◆ **REQUIRED ACTION**
Pull every line with "skin" from the data below and copy it.

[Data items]

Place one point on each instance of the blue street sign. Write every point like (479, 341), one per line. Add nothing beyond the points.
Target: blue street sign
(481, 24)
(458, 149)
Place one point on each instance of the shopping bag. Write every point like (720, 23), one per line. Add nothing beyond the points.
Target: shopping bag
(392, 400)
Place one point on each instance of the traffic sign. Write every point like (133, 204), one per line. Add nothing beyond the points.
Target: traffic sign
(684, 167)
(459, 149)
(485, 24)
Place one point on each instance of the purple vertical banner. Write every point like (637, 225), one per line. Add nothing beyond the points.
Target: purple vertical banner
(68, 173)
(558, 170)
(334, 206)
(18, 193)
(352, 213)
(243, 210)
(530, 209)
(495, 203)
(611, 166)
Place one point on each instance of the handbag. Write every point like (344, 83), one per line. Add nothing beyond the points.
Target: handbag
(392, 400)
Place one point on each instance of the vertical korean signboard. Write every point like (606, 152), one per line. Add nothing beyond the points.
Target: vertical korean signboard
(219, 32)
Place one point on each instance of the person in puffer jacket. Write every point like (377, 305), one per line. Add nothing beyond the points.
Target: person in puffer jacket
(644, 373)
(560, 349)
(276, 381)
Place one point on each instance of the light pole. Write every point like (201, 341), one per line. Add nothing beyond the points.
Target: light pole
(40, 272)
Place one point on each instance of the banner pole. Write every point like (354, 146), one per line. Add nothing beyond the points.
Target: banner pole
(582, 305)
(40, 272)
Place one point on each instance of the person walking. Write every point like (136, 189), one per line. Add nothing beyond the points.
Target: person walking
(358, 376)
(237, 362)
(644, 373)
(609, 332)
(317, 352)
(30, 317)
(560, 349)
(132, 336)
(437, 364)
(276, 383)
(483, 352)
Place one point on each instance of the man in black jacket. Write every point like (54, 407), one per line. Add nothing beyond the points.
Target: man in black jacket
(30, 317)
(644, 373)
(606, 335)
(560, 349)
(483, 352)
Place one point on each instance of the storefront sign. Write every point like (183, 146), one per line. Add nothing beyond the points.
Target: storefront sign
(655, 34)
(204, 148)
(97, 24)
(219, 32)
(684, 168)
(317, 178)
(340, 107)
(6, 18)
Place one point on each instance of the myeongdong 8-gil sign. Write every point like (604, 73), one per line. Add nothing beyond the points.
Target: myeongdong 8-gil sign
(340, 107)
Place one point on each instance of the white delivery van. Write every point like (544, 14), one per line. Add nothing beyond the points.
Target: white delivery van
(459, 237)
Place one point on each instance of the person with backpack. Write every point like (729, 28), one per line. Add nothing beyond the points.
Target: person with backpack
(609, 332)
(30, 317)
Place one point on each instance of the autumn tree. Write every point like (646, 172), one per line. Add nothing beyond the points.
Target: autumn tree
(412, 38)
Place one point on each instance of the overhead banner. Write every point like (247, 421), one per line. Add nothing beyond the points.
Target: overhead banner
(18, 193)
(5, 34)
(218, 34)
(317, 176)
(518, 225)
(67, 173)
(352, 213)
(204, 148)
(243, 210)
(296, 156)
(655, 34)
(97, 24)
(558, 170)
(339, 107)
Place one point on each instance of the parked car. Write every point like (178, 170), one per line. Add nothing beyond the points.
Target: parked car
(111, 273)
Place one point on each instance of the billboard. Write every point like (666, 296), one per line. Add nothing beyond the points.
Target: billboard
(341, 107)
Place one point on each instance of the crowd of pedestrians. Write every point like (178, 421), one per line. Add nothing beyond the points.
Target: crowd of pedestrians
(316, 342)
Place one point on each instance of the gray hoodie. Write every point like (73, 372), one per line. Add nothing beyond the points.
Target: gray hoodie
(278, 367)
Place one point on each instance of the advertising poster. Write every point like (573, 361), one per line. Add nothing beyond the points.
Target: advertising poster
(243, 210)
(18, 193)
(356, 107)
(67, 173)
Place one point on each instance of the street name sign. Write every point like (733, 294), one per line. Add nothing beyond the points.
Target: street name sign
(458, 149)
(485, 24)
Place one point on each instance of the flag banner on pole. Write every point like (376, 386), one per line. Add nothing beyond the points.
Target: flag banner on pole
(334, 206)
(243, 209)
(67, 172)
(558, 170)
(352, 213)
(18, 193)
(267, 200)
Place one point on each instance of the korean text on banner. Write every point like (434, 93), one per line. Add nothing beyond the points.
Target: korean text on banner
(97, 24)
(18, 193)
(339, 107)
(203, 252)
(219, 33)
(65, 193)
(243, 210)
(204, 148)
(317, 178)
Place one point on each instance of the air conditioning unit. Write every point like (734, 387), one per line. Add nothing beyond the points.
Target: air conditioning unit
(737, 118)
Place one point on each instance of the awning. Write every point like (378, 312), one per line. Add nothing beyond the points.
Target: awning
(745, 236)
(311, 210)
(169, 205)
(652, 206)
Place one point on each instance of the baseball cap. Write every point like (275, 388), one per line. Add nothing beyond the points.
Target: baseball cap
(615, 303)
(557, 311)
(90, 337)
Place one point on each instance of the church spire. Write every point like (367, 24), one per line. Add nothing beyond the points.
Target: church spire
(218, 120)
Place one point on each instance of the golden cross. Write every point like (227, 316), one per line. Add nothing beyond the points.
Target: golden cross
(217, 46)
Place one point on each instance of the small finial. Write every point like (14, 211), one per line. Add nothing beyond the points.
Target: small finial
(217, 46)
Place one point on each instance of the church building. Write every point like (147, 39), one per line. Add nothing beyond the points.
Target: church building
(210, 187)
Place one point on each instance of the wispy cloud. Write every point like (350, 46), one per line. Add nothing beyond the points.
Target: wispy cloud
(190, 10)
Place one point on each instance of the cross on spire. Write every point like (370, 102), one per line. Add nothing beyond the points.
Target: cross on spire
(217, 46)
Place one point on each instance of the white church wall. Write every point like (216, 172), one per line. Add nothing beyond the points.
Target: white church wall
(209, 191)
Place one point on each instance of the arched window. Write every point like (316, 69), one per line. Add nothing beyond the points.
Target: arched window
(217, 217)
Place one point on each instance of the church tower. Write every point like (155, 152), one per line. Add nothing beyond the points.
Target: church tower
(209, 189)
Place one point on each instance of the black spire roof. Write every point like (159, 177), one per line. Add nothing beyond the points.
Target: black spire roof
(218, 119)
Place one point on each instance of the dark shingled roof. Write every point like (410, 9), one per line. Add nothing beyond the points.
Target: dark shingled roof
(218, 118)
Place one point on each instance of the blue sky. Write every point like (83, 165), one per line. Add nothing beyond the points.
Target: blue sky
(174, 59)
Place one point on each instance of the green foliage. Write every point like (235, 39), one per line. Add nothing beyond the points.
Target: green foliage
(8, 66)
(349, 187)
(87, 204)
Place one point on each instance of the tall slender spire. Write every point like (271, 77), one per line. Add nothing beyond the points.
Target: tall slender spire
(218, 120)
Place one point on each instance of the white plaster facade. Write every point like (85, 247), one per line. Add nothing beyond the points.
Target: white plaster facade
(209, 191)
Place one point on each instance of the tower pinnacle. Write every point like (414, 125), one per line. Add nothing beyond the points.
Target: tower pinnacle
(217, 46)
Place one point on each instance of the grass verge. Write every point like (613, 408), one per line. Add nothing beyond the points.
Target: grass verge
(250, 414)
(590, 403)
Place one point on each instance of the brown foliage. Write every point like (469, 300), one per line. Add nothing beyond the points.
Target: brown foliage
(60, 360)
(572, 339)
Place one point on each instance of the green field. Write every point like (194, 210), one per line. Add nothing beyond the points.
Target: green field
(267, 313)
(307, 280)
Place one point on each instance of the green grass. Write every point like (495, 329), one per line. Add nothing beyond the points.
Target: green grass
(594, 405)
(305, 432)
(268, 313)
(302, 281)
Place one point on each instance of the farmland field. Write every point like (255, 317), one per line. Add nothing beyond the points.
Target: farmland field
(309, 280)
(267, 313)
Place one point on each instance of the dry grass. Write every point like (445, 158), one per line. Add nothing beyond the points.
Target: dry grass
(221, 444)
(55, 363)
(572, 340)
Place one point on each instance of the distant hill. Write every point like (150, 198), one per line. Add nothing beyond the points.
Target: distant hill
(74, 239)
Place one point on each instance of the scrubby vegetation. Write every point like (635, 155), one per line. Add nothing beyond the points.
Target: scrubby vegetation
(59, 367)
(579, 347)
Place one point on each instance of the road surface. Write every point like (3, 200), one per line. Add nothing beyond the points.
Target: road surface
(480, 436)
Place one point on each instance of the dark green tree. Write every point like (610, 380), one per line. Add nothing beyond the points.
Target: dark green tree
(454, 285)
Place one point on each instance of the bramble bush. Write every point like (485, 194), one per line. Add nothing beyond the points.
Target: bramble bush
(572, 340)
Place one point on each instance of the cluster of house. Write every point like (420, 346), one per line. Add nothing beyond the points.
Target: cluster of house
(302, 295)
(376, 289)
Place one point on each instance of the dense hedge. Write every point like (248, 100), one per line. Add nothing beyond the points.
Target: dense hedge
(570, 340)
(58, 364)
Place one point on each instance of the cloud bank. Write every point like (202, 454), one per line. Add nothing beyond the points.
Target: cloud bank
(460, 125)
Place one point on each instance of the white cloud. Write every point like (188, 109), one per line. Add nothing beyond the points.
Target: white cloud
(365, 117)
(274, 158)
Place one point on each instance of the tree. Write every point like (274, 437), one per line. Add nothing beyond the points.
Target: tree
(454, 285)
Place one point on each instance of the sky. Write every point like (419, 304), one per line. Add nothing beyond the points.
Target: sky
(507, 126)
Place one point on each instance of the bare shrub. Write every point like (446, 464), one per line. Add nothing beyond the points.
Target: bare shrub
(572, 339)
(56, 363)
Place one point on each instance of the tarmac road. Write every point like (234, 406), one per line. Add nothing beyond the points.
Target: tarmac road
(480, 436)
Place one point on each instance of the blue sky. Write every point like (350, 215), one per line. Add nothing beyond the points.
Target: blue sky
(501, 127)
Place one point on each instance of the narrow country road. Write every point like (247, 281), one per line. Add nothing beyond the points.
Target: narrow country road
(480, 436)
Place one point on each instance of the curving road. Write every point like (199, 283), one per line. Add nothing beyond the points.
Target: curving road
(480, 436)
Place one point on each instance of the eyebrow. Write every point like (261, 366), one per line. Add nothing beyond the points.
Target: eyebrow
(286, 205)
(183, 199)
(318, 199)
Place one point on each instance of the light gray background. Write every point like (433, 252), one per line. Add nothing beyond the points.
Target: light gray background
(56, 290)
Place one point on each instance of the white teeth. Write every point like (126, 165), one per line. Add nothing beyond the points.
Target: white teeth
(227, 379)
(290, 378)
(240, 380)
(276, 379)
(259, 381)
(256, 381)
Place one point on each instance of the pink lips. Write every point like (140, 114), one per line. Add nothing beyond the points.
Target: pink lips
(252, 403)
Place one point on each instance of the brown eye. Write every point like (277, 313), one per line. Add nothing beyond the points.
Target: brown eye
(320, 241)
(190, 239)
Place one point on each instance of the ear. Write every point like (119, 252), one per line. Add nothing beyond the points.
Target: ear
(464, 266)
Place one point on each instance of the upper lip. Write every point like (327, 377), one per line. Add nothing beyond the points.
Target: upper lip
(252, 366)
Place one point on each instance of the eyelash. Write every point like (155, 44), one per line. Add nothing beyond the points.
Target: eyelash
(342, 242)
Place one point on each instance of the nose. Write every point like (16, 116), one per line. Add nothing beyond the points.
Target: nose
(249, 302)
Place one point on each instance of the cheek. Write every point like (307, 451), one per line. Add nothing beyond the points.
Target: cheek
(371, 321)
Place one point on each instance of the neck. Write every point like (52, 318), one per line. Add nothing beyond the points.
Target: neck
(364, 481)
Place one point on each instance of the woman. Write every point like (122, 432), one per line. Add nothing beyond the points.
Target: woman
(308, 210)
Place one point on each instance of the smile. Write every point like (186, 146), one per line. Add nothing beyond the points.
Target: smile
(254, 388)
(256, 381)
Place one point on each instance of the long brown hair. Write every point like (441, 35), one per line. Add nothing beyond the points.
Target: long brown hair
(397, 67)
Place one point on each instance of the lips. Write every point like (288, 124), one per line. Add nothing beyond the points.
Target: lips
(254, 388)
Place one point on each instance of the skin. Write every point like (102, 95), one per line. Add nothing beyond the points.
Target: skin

◆ **YOUR RESPONSE**
Place one point on each instance of the skin. Write every point like (102, 95), one per line. Add nothing beyond the points.
Target: skin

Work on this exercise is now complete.